- Tasks:
A: In the forum thread about Google searching and OCR, which features of the Google Toolbar does the writer say they ever use?
B: Carry the forum thread about Google searching and OCR forward from its last post.
==== Excerpt ====
I don't think you need to read a book to understand that too many keywords eliminate all useful results. Also, the Yahoo engine is not quite the same as the Google engine, even though it's licensed from Google. Which is why it didn't catch the fact that "superscipts" is not the correct spelling!
I got a lot of interesting results Googling for "ocr superscripts symbols".
Here's my (non-copyrighted) strategy for doing a Google search. Google is fiendishly fast (which I find mind-boggling, given the size of the database!), so there's no reason not to play around. Start with an absolute minimum of keywords. If your results are too broad, add one or two keywords and search again. Iterate until you have useful results or you reach a dead end. If you do reach a dead end, the browser's "back" button is a convenient way to back out to a broader search.
I find the Google Toolbar indispensible. It has a lot of features, but only three that I ever use:
- A handy search text/list box. Not only does this it save steps while entering a search string, it automatically syncs itself with any Google search you enter, even if you do it just by back-buttoning out to a previous Google page.
- A "search this site only" button.
- Automatically generated buttons that search the current page for your search terms. These are real time-and-aggravation savers on a lengthy search.
I also use the uplevel button, but that's really a patch for a missing Internet Explorer feature.
If you're a die-hard Netscape/Mozilla person, there's a Sidebar with most of these features. Notably missing are the automatic term buttons -- main reason I still use Internet Explorer.
Keep as image by etn991 · 2003-05-08 13:19 · Score: 1

I've found that the best is to leave the scans as image files and bundle them together as a multipage TIFF or PDF file. It takes more space to store them, but you don't have to mess around with OCG (Optical Character Guessing).

Easy to access and read. The only loss is you can't do cut and paste or text searching.
1. Re:Keep as image by Anonymous Coward · 2003-05-09 04:00 · Score: 0
  
  That's not a terrible idea... in some cases it might make sense to do both, like you could distribute the OCRed version but then also keep the PDF file around in case of a fuck-up in the OCRed text.
==== Listing ====
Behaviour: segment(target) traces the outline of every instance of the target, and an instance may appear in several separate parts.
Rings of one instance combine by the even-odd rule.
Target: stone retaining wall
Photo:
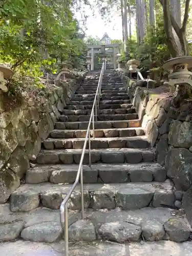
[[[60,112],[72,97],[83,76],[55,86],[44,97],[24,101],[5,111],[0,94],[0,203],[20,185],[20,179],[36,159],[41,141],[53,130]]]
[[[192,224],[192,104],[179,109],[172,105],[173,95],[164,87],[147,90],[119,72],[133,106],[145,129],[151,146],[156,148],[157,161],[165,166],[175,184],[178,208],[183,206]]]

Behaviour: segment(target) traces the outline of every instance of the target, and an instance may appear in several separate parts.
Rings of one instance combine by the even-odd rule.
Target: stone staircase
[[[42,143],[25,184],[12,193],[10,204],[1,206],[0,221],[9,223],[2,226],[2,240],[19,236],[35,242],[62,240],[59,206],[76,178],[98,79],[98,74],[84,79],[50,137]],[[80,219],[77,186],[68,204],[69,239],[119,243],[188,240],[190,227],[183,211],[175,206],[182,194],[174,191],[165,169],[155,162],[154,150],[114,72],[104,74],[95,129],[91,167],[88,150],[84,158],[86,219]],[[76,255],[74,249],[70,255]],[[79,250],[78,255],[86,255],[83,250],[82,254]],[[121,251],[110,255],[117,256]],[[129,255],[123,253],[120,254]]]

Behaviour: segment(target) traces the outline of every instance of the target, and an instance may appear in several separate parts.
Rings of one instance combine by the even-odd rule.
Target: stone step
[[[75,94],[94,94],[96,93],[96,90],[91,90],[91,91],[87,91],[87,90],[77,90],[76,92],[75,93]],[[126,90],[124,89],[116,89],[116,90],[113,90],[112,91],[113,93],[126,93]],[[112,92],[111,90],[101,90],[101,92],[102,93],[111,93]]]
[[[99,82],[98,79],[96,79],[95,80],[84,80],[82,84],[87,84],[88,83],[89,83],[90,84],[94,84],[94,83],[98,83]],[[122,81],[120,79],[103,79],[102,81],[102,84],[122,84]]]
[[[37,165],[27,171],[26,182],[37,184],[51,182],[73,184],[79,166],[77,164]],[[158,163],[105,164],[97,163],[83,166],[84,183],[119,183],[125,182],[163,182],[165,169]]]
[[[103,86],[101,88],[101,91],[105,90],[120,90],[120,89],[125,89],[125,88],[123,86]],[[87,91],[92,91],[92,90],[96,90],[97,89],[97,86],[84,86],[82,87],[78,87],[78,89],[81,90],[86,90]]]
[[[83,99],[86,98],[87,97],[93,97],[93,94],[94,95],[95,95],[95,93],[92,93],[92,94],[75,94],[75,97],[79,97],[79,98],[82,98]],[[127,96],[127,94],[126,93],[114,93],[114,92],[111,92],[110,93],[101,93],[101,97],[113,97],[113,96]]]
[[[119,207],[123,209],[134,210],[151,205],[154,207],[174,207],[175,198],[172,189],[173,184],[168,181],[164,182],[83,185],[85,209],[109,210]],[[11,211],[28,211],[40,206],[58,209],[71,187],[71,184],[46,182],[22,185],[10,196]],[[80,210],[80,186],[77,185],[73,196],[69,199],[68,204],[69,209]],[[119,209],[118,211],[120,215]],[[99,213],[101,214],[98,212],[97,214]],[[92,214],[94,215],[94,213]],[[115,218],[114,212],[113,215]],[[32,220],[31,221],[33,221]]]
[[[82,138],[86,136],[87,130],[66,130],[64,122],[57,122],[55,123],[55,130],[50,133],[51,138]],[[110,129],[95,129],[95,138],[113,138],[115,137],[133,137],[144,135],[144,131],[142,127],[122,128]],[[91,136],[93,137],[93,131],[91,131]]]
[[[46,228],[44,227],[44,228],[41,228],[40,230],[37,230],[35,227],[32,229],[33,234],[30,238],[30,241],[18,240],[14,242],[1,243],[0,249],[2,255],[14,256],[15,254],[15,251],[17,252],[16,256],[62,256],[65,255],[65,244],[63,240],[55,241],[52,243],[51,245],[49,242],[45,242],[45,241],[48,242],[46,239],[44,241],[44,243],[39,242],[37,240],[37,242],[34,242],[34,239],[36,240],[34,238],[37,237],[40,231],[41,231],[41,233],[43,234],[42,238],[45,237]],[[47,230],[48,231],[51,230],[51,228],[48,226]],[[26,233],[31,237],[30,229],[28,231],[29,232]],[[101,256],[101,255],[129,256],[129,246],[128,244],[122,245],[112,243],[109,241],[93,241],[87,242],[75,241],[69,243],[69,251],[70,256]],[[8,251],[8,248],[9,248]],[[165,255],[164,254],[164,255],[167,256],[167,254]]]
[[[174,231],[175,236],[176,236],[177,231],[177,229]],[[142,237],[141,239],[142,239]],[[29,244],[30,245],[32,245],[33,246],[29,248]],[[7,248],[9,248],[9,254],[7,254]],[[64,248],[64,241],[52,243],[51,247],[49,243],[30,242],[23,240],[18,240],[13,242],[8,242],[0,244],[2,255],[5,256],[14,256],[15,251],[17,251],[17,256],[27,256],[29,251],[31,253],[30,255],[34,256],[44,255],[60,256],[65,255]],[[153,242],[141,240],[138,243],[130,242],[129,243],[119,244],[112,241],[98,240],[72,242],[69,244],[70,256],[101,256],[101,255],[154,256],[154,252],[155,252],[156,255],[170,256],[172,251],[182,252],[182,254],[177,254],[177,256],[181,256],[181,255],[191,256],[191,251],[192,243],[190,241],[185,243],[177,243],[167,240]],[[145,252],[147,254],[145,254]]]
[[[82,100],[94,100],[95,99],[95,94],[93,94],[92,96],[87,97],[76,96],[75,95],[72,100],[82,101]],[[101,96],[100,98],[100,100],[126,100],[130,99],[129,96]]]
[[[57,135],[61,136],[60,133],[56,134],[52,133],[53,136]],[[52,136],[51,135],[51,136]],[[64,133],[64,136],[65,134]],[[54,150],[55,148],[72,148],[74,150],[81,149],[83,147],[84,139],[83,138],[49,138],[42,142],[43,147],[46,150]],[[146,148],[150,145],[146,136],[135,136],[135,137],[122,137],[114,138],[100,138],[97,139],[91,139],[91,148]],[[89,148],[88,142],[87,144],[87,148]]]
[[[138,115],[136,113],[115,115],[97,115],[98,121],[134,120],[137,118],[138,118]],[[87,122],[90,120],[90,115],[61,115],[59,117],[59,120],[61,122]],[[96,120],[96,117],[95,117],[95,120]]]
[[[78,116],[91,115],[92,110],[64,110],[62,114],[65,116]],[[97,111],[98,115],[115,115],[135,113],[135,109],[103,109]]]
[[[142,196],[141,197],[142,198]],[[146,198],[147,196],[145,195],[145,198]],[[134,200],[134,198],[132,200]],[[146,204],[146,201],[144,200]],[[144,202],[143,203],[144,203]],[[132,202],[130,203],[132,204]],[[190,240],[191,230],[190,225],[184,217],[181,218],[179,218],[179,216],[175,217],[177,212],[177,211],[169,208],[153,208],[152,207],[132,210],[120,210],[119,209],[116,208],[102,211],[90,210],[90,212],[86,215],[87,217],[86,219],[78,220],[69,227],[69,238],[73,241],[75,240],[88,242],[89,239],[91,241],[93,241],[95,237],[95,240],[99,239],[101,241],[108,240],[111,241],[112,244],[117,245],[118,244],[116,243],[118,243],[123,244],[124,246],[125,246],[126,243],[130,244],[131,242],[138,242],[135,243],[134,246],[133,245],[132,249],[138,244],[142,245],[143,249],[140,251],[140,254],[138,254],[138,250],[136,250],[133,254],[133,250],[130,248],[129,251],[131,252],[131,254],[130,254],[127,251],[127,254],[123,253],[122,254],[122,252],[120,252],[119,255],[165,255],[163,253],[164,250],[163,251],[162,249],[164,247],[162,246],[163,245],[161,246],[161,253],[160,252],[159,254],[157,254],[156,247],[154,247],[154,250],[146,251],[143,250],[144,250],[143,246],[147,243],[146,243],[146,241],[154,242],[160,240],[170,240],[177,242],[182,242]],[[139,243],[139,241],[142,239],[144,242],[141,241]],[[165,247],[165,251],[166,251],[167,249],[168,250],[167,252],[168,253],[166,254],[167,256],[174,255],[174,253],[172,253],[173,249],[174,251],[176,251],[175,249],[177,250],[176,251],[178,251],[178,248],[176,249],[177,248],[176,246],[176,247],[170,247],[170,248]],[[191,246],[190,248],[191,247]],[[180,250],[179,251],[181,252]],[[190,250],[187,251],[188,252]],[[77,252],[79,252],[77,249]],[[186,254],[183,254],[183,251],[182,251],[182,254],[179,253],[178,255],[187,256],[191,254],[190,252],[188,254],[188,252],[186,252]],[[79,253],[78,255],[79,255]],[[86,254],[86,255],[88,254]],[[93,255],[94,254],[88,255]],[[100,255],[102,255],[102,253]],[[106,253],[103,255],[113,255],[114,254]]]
====
- Answers below:
A:
- A search text/list box
- A "search this site only" button
- Automatically generated buttons that search the current page for your search terms

B:
2. Re:Keep as image by g4dget · 2003-05-09 11:15 · Score: 1
  
  Software like Acrobat will keep scans as images but still do OCR to let you do searching, cutting, and pasting.
do not store in OCR'ed format by g4dget · 2003-05-09 08:38 · Score: 1

Scan your manuals in 300dpi or 600dpi grayscale and archive them that way. This will allow you to go back and use better OCR as OCR technology improves.
Then, use something like Adobe Acrobat to put them on-line: Acrobat uses OCR internally to make the text searchable, but it still displays the original page image. That means that formulas and appearance will be preserved even if the OCR screws up.
You need to use Omnipage 12... by Anonymous Coward · 2003-05-09 12:34 · Score: 0

the newest version is much improved.

I have not tried to use it on technical articles, but it is very good at scanning normal documents and keeping both the fonts and styles intact.
Primal Instincts by metalligoth · 2003-05-09 13:18 · Score: 1

Prime OCR is what I have always seen in corporate sectors. At both Ford Motor Company, and Pfizer Drugs it is used for OCR on very complex technical documents.
http://www.totalsol.com/products/doc_process/prime recognition/product_prime.html
1. Re:Primal Instincts by metalligoth · 2003-05-09 13:29 · Score: 1
  
  Oops! Take out the space in that URL... Sorry!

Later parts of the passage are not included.